▶ Problem to solve
Show every line of the data below that contains the string "query". Case counts.

▶ Provided entries
Begin

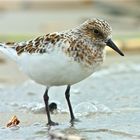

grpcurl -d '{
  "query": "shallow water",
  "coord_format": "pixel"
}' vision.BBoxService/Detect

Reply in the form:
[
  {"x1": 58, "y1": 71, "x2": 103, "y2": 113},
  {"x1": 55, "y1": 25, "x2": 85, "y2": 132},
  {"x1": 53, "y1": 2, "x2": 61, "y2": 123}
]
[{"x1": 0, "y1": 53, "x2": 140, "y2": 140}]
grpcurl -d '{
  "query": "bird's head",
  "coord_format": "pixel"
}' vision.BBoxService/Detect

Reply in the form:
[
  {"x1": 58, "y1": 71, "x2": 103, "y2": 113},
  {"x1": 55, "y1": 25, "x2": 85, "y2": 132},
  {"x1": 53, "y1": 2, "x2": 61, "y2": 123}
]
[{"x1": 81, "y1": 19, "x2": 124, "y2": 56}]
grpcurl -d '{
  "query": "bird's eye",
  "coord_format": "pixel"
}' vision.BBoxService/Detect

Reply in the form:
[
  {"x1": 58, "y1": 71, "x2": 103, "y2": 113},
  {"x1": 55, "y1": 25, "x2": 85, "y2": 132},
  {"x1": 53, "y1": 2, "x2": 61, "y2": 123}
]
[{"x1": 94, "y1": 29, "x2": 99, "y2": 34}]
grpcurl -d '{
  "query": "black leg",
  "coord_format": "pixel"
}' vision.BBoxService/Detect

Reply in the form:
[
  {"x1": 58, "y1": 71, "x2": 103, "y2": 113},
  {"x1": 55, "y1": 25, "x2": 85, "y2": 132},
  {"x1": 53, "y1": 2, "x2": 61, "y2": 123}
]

End

▶ Answer to this exercise
  "query": "shallow water",
  "query": "bird's head",
  "query": "bird's eye",
  "query": "black leg",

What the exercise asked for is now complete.